• WHAT IS BEING ASKED:
Copy the entries character for character, starting at the line that contains "the yellow hard" and ending with the final line of the entries.

▼

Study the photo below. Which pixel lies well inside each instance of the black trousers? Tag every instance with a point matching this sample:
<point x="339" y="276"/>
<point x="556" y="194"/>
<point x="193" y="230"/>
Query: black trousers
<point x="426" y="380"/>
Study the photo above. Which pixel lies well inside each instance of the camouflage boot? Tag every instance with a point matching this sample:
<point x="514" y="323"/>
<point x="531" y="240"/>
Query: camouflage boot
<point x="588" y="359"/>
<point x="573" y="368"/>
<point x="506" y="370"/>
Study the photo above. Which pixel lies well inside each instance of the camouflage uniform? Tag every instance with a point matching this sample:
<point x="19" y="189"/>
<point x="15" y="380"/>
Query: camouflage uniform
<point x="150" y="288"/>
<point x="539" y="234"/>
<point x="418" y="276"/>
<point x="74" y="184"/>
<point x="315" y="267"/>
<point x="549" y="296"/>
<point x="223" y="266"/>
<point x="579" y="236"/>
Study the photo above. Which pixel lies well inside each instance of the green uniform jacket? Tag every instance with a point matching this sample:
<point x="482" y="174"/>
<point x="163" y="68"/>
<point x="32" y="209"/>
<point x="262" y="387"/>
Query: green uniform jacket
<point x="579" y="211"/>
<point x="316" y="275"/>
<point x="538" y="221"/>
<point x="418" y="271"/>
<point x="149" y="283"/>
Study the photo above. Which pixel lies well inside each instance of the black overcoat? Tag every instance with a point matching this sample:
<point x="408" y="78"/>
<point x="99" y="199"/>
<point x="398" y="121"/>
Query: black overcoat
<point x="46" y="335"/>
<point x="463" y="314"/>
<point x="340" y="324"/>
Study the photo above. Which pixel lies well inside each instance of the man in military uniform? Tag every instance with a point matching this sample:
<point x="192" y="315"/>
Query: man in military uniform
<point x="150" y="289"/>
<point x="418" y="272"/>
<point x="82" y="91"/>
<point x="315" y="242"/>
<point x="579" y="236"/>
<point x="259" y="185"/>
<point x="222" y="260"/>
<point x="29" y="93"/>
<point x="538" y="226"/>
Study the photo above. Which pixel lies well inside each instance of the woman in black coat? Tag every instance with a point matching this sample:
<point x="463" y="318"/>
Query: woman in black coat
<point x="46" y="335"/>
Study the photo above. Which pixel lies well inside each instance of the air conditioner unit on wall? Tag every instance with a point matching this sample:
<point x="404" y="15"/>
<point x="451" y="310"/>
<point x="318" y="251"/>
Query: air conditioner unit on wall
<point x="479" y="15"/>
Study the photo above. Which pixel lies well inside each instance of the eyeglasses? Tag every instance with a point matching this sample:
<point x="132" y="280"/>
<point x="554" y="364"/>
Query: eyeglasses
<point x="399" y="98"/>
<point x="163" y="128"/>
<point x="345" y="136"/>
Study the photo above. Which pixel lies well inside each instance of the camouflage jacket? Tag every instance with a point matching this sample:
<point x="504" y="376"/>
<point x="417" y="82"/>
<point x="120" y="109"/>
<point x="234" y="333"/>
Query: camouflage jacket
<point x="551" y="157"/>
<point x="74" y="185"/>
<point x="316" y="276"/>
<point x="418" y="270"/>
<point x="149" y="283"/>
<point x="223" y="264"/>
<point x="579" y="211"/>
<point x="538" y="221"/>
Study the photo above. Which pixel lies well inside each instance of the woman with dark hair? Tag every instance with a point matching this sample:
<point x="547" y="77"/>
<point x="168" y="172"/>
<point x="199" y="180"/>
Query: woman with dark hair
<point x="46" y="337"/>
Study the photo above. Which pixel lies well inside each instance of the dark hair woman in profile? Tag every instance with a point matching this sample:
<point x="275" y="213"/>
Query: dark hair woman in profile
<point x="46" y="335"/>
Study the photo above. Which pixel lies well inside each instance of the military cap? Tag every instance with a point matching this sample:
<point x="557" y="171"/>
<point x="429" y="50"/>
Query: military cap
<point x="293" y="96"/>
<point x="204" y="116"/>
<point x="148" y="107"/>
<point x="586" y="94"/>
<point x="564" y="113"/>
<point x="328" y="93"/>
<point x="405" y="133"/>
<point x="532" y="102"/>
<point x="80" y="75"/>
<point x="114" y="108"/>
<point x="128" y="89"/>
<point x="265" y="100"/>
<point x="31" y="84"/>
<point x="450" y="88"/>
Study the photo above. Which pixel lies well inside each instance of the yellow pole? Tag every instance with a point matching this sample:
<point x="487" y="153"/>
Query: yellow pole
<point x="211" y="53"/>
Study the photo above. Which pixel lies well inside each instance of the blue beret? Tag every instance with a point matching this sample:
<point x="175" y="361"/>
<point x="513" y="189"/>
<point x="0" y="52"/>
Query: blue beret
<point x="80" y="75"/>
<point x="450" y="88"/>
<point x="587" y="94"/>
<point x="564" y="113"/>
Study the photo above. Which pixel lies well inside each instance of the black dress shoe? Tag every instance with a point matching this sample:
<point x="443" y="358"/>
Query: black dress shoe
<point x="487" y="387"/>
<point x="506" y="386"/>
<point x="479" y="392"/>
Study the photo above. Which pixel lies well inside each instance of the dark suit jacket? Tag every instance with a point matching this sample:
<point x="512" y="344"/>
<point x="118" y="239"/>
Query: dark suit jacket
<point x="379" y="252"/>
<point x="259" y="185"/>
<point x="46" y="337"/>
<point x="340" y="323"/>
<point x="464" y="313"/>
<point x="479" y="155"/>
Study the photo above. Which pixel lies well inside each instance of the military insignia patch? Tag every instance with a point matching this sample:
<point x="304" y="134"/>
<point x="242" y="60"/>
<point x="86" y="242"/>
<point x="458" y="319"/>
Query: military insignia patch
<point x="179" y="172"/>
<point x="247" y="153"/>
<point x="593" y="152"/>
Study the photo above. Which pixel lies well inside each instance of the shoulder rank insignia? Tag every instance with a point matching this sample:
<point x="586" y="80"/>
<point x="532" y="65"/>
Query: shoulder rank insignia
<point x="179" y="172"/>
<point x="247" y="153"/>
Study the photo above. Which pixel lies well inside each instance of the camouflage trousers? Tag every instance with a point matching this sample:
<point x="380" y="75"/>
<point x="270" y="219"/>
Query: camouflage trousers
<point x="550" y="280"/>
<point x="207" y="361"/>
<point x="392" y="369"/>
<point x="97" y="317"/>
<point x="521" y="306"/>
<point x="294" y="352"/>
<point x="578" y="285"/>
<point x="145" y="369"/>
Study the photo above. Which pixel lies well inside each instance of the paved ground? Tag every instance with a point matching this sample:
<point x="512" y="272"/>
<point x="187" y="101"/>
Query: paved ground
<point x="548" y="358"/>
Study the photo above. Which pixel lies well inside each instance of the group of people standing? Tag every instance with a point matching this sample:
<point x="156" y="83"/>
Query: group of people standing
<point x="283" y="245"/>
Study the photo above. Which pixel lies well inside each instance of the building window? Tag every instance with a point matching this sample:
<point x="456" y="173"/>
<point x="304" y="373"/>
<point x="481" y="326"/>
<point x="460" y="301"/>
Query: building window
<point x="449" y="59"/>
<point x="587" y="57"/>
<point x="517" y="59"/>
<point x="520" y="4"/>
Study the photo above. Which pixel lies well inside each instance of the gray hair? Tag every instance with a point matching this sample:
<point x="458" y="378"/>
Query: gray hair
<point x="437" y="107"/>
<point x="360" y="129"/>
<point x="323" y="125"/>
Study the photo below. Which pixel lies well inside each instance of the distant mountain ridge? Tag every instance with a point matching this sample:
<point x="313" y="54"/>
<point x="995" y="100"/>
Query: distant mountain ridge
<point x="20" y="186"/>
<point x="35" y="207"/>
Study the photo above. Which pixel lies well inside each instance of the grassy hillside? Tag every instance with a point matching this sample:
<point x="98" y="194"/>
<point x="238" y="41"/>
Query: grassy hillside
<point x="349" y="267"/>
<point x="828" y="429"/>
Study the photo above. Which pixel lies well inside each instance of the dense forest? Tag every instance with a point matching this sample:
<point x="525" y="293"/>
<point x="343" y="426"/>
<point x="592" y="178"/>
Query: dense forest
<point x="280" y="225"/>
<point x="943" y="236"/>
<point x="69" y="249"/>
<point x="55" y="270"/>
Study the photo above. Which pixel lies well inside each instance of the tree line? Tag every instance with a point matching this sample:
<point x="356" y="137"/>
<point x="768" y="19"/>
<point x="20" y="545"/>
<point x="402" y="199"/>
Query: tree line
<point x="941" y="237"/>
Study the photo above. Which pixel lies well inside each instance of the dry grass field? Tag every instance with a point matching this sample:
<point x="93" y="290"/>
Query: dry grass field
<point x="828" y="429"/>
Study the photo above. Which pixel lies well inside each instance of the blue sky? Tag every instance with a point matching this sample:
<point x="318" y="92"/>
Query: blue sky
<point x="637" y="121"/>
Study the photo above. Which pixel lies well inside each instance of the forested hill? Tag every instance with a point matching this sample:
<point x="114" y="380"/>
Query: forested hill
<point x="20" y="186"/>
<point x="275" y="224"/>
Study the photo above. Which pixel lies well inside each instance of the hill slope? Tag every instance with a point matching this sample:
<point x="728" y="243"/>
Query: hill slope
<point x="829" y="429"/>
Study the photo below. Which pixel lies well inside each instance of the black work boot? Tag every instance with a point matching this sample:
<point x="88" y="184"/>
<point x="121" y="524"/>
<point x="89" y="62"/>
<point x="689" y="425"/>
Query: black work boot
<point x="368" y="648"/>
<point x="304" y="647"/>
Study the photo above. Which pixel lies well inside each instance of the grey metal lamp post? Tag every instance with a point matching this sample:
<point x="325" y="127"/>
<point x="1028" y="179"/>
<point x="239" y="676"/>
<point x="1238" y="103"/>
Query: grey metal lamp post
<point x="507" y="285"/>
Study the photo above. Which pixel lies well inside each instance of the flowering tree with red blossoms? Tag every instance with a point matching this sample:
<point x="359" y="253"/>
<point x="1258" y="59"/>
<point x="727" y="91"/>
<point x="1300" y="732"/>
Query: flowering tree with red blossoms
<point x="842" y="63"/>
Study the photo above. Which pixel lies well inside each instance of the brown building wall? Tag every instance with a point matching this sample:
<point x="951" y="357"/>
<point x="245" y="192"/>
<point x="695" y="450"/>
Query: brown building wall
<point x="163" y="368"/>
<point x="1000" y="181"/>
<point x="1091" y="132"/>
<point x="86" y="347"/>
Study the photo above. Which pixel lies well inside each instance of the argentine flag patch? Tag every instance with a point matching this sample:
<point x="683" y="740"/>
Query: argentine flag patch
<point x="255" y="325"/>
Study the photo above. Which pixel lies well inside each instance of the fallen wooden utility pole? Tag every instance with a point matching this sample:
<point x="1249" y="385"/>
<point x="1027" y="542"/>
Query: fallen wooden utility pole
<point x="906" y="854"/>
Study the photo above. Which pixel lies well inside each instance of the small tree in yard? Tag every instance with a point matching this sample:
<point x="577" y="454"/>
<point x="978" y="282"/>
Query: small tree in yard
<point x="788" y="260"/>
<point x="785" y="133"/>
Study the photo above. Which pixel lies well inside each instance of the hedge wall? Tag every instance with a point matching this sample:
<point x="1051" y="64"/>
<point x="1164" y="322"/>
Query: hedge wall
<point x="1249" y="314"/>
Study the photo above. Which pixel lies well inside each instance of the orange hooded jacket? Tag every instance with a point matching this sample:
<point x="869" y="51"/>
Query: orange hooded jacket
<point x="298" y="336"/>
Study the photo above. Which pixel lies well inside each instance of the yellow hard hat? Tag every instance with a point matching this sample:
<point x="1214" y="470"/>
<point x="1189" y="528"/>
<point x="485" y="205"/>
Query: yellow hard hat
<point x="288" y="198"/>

▲

• EXERCISE RESPONSE:
Study the photo above. Which pixel lies well inside each instance of the yellow hard hat? Tag every instance with a point matching this sample:
<point x="1214" y="470"/>
<point x="1189" y="528"/>
<point x="485" y="205"/>
Query: yellow hard hat
<point x="288" y="198"/>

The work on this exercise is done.